Configuring batch processing
After you prepare your deployment environment, you can configure batch processing in the Watson OpenScale service. You must configure a custom machine learning engine that connects to an Apache Spark analytics engine and connects to a database with Apache Hive or a Db2 database with JDBC.
Prerequisites
Ensure that the steps are completed for either Preparing the batch processing environment in IBM Analytics Engine powered by Apache Spark or Preparing the batch processing environment on the Hadoop Ecosystem. For the Hadoop Ecosystem implementation, ensure that the Watson OpenScale Spark Manager Application is running.
Step 1: Run a notebook to generate required artifacts for monitoring
You must run a notebook that generates a configuration package that you can use to configure evaluations in Watson OpenScale. You can run a advanced notebook that generates a configuration package with detailed input for Hive or JDBC. You can also run a standard notebook that generates a configuration package with less manual input for Hive or JDBC.
The configuration package contains the following artifacts:
- Common configuration JSON file
- Fairness statistics JSON file
- Drift archive
- Explain archive
Step 2: Create the machine learning provider for a custom environment
- Click the configure icon
to go to the system setup and create a new dedicated batch provider.
- Because batch processing supports only a custom environment, you must create a new machine learning provider and select the Custom Environment type. Provide credentials and for the environment type, select Production.
Step 3: Use the cluster details to create and save the database connection and Spark engine
Because Watson OpenScale batch requires both a database and a Spark engine, you must configure connections to these resources. After you create a new custom machine learning provider, you must set up batch support.
- From the Batch support tab, click Add batch support.
- Enter your Hive or JDBC connection information.
Watson OpenScale supports only JDBC connections to Db2 databases. - After you configure the connection, you must create a connection to a Spark engine. This step requires a Spark endpoint and connection credentials.
Step 4: Create the batch subscription
-
Return to the Watson OpenScale Insights Dashboard to add a new deployment. Click Add to dashboard.
-
Select the machine learning provider that you created.

#### [EXERCISE TASK 1]
Among the entries, rewrite the lines from the one containing "Locate one point per instance of the rice" through the one containing "[(265, 385)]", inclusive, replacing "rice field" with "paddy field" and changing nothing else.
The entries have no connection to the text on batch processing configuration.

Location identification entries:

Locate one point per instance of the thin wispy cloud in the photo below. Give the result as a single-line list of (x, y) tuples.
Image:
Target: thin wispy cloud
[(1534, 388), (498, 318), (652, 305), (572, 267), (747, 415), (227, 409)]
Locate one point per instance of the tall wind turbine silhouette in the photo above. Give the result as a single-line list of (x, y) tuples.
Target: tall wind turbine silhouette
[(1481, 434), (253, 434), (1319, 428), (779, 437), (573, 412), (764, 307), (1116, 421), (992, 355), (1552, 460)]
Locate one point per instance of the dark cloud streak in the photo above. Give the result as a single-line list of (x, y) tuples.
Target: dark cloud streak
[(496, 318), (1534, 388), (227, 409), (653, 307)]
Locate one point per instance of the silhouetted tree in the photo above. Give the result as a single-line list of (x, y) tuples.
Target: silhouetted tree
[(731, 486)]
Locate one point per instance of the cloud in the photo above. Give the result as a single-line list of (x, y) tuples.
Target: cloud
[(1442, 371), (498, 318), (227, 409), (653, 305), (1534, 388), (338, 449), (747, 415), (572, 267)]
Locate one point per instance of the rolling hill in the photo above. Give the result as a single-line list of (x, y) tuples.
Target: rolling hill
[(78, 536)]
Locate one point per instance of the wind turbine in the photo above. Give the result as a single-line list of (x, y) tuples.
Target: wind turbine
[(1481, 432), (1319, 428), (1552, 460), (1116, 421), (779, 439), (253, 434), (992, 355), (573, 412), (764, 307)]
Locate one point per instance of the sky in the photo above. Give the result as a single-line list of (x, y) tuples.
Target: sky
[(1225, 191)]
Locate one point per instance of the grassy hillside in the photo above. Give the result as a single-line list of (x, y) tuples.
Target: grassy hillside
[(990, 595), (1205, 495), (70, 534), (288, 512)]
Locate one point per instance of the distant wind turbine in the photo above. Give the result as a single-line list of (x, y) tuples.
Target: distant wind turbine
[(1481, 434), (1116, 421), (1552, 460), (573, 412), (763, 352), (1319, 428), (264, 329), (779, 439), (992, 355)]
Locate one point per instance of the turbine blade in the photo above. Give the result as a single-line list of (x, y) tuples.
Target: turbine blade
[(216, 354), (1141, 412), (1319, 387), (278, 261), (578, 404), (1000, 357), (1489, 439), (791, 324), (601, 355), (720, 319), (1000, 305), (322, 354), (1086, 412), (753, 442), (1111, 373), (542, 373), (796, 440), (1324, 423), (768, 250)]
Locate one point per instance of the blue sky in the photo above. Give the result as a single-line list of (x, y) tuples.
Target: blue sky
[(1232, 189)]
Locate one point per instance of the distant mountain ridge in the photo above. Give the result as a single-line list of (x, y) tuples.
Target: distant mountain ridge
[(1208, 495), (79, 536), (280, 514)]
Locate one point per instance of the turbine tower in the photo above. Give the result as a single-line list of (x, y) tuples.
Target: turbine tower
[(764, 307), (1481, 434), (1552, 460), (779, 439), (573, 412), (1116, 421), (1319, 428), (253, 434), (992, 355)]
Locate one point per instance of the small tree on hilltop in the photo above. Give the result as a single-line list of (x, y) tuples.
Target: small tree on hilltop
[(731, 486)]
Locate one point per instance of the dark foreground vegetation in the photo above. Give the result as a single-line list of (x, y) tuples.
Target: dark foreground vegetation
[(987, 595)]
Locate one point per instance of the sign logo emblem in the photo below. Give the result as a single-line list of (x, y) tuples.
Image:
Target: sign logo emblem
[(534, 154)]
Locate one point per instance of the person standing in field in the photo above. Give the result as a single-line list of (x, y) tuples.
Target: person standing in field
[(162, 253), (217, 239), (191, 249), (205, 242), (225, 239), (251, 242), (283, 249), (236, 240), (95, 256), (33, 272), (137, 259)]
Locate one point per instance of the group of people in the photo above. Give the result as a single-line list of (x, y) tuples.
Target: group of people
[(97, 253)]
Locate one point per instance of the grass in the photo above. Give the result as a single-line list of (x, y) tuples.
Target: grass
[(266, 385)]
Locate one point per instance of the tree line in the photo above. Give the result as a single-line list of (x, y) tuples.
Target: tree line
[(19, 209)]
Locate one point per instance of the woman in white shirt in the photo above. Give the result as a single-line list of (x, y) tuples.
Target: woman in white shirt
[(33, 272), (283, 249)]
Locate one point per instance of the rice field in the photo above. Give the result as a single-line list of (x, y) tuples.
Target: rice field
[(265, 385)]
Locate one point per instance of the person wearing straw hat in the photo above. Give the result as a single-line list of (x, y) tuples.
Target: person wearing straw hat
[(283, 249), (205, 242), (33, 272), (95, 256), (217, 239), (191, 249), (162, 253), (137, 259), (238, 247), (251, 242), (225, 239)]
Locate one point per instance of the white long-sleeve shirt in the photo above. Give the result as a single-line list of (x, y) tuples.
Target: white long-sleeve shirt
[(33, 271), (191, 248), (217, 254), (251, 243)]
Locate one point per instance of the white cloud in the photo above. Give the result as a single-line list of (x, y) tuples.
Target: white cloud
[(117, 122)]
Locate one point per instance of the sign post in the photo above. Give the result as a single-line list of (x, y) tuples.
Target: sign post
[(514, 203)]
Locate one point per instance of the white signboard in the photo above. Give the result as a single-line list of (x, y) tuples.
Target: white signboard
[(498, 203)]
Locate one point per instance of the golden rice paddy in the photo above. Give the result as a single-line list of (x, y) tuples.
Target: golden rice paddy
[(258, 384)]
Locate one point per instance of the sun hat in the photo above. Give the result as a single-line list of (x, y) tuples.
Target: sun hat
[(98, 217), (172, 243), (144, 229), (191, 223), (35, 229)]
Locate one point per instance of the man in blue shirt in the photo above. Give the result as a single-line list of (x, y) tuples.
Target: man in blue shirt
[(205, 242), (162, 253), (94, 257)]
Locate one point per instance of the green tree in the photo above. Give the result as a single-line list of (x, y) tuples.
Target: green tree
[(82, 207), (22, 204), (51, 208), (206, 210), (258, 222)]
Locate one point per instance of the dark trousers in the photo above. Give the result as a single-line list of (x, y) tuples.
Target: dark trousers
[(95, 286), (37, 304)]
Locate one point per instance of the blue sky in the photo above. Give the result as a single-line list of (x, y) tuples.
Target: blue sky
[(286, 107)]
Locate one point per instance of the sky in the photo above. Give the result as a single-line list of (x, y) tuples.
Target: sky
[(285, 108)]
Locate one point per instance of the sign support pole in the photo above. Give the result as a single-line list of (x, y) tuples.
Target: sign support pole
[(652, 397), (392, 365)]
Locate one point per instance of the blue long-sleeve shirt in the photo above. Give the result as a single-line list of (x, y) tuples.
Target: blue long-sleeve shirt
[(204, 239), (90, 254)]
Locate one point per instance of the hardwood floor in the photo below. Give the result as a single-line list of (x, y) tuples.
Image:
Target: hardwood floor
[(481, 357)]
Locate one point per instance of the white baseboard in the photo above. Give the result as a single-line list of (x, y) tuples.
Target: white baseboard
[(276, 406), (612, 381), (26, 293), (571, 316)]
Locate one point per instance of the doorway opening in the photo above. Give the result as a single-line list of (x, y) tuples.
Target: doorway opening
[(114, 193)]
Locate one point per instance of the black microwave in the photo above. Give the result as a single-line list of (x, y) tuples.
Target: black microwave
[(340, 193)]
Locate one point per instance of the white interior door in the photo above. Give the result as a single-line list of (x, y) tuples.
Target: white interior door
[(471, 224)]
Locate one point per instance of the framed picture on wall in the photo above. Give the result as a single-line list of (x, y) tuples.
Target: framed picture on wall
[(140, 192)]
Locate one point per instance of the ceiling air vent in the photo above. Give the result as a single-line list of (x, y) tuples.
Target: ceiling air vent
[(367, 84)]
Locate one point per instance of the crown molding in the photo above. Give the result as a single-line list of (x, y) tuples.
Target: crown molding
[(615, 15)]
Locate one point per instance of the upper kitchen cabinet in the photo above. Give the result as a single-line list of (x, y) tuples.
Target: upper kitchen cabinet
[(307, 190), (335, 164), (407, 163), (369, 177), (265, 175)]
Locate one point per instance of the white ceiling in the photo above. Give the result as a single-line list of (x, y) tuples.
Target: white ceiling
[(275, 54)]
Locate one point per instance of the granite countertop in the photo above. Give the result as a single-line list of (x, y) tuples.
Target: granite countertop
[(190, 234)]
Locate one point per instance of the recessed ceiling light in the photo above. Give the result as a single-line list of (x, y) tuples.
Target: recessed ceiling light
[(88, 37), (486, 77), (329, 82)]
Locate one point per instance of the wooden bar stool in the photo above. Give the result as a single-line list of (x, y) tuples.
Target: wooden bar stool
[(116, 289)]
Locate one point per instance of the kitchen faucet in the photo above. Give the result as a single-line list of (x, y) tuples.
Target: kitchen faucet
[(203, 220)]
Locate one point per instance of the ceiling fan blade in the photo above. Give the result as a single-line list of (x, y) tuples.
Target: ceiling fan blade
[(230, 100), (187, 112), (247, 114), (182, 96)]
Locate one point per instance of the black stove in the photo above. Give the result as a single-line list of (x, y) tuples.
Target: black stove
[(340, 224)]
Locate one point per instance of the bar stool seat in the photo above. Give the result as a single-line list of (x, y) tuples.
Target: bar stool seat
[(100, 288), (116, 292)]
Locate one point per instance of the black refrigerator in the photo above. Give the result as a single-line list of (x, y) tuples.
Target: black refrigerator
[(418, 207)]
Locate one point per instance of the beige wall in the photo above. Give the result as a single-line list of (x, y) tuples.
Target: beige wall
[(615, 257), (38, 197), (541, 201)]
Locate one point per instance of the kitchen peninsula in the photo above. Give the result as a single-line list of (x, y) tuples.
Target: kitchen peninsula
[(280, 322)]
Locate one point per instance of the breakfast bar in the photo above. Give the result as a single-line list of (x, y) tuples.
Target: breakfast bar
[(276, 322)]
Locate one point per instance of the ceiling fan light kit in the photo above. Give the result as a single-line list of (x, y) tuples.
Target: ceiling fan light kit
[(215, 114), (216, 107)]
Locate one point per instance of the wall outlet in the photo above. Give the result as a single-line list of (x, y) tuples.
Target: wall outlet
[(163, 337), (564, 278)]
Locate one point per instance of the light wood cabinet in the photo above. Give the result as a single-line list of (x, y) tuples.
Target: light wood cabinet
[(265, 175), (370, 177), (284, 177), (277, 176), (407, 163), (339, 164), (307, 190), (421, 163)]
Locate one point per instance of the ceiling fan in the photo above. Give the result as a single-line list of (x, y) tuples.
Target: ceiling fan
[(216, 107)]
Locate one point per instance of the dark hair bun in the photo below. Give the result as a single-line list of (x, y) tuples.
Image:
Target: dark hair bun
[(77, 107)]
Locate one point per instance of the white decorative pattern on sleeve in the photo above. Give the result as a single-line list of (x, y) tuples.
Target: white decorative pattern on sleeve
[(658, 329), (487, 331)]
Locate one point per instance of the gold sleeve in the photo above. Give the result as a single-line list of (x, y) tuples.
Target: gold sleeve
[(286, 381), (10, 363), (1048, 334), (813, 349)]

#### [EXERCISE TASK 2]
Quote the complete text on configuring batch processing word for word.

#### [WRITTEN REPLY 1]
Locate one point per instance of the paddy field in the photo above. Give the result as a single-line list of (x, y) tuples.
Target: paddy field
[(265, 385)]

#### [WRITTEN REPLY 2]
Configuring batch processing
After you prepare your deployment environment, you can configure batch processing in the Watson OpenScale service. You must configure a custom machine learning engine that connects to an Apache Spark analytics engine and connects to a database with Apache Hive or a Db2 database with JDBC.
Prerequisites
Ensure that the steps are completed for either Preparing the batch processing environment in IBM Analytics Engine powered by Apache Spark or Preparing the batch processing environment on the Hadoop Ecosystem. For the Hadoop Ecosystem implementation, ensure that the Watson OpenScale Spark Manager Application is running.
Step 1: Run a notebook to generate required artifacts for monitoring
You must run a notebook that generates a configuration package that you can use to configure evaluations in Watson OpenScale. You can run a advanced notebook that generates a configuration package with detailed input for Hive or JDBC. You can also run a standard notebook that generates a configuration package with less manual input for Hive or JDBC.
The configuration package contains the following artifacts:
- Common configuration JSON file
- Fairness statistics JSON file
- Drift archive
- Explain archive
Step 2: Create the machine learning provider for a custom environment
- Click the configure icon
to go to the system setup and create a new dedicated batch provider.
- Because batch processing supports only a custom environment, you must create a new machine learning provider and select the Custom Environment type. Provide credentials and for the environment type, select Production.
Step 3: Use the cluster details to create and save the database connection and Spark engine
Because Watson OpenScale batch requires both a database and a Spark engine, you must configure connections to these resources. After you create a new custom machine learning provider, you must set up batch support.
- From the Batch support tab, click Add batch support.
- Enter your Hive or JDBC connection information.
Watson OpenScale supports only JDBC connections to Db2 databases. - After you configure the connection, you must create a connection to a Spark engine. This step requires a Spark endpoint and connection credentials.
Step 4: Create the batch subscription
-
Return to the Watson OpenScale Insights Dashboard to add a new deployment. Click Add to dashboard.
-
Select the machine learning provider that you created.